*EXTRACTED RECORDS*:
* * * * *

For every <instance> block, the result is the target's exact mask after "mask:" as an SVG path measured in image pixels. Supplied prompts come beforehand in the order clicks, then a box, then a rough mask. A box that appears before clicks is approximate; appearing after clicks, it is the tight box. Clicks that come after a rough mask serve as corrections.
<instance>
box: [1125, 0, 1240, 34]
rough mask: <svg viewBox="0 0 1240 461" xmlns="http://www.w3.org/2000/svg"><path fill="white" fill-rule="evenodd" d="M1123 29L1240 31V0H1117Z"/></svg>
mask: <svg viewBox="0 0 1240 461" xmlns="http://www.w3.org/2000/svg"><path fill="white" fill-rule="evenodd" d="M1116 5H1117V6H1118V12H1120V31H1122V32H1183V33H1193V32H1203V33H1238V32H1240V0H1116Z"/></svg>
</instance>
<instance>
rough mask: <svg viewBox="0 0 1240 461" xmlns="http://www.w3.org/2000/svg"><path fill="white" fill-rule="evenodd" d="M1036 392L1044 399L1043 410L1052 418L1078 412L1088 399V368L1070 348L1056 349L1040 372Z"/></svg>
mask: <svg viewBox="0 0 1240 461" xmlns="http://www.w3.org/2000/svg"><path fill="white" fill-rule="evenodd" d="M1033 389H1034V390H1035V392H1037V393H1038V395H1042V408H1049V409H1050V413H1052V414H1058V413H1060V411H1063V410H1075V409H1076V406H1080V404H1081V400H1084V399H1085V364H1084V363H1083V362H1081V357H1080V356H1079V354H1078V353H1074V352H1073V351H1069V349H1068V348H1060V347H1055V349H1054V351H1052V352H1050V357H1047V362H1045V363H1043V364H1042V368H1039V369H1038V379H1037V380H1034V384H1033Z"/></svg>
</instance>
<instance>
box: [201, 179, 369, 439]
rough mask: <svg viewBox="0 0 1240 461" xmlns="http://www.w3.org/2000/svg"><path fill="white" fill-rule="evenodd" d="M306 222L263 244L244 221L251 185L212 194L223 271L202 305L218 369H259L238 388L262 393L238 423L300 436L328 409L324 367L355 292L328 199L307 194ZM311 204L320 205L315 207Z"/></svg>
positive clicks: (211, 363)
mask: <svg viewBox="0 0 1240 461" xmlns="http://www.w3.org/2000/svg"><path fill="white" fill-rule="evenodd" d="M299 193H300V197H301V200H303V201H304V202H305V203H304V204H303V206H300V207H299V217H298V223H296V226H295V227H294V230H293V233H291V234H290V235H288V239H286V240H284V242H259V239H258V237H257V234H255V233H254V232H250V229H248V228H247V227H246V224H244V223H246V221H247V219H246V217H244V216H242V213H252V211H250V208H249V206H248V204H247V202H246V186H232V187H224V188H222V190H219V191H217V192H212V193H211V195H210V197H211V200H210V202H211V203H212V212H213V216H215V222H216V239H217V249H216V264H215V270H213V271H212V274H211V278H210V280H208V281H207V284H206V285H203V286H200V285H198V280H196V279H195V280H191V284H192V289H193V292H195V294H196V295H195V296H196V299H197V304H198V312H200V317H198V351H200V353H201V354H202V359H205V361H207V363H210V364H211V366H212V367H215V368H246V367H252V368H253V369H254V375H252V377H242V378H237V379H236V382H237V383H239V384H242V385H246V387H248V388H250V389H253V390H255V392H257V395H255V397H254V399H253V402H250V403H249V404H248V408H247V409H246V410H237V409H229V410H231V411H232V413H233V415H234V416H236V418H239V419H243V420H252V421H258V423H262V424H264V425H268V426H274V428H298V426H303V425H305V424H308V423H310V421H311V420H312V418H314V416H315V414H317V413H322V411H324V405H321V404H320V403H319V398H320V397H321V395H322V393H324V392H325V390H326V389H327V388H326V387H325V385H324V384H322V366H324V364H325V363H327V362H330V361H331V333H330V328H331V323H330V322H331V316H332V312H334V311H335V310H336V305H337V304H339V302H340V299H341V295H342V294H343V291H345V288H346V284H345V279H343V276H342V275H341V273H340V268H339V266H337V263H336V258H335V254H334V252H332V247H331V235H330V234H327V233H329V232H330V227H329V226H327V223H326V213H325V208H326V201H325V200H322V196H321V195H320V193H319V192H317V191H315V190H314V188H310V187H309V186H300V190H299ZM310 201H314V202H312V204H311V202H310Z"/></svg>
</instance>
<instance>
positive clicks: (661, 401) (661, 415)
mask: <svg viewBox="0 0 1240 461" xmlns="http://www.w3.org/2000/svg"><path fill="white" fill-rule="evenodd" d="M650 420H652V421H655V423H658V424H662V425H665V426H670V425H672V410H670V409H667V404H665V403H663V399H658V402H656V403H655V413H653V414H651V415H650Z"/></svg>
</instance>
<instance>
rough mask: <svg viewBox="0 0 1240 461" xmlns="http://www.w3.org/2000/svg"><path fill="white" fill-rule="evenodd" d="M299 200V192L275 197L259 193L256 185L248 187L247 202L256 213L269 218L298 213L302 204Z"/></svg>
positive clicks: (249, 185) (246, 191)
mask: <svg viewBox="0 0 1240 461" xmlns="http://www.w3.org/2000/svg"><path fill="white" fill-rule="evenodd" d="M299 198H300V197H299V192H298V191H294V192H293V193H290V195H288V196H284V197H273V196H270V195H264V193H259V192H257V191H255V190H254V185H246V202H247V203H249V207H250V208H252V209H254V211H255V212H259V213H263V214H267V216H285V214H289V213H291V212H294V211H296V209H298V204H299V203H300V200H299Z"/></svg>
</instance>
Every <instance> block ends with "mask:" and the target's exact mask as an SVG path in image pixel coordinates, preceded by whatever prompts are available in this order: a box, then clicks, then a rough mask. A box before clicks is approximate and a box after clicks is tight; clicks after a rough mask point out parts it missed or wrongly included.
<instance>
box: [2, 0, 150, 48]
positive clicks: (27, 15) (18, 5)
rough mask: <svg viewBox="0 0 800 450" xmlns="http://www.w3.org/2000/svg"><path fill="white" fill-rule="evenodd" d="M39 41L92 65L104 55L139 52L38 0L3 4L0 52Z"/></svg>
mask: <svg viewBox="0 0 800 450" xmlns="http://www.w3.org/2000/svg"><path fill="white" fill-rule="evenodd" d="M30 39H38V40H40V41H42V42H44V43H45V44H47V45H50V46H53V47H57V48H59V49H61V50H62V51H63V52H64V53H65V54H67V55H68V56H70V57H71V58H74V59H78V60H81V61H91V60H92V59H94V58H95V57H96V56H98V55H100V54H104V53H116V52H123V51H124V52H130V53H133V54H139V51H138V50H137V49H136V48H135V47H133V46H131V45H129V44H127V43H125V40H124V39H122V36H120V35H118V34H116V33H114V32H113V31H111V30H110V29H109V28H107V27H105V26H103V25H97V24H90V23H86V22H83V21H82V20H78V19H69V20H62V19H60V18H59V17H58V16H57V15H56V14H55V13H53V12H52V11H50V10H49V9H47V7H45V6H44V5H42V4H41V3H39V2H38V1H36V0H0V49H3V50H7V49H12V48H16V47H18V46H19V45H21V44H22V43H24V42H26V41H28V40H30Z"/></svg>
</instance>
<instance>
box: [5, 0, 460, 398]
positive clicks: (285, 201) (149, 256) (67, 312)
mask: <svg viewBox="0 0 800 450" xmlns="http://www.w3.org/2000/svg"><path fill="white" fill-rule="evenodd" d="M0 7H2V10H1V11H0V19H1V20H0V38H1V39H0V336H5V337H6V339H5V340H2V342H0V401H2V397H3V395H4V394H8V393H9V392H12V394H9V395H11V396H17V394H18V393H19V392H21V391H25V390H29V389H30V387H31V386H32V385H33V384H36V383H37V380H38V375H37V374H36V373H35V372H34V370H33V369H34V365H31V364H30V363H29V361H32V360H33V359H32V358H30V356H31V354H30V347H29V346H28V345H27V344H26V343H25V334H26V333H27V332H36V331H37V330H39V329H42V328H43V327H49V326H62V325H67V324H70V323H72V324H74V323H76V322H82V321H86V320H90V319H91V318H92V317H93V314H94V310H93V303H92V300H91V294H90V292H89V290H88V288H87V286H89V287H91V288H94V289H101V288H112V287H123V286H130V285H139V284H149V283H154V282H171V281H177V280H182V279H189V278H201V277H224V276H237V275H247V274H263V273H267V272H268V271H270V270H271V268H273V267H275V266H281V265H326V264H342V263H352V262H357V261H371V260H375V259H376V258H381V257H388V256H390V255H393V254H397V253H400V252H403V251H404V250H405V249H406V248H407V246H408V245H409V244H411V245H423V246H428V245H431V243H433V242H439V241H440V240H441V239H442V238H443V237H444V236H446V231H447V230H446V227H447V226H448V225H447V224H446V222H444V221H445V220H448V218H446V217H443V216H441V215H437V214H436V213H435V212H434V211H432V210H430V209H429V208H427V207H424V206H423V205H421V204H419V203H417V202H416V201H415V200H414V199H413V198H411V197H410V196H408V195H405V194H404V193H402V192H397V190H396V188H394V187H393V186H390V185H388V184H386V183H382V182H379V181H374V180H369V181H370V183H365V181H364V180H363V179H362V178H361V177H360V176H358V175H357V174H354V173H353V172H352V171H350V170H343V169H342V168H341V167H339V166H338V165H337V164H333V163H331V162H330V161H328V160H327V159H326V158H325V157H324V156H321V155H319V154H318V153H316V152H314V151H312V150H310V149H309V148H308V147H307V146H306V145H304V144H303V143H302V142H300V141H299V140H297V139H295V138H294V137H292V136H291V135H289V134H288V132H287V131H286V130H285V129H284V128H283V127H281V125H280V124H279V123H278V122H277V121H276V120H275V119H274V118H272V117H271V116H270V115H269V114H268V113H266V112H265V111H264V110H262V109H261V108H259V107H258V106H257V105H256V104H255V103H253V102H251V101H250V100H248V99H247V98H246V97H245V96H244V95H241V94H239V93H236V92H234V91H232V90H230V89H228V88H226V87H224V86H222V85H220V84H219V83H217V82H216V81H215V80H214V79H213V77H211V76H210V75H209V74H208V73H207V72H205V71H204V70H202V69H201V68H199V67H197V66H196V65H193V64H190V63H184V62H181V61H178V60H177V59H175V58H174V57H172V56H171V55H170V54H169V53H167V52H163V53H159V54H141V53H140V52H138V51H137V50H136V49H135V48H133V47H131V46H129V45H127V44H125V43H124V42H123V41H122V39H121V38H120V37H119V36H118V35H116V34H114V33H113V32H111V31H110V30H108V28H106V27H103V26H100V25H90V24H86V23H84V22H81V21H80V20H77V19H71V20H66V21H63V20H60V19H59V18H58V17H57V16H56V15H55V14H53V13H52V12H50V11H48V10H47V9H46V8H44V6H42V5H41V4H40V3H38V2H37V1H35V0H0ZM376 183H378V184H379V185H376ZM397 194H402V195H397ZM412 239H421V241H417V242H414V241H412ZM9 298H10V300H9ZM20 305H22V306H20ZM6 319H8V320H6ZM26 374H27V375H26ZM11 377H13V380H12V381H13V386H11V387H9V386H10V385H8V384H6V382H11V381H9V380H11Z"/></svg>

* * * * *

*AIM OF THE TASK*: How many lines of the data above contain the string "clicks"? Case counts, and the reply should be the number alone.

*RESULT OF THIS TASK*: 7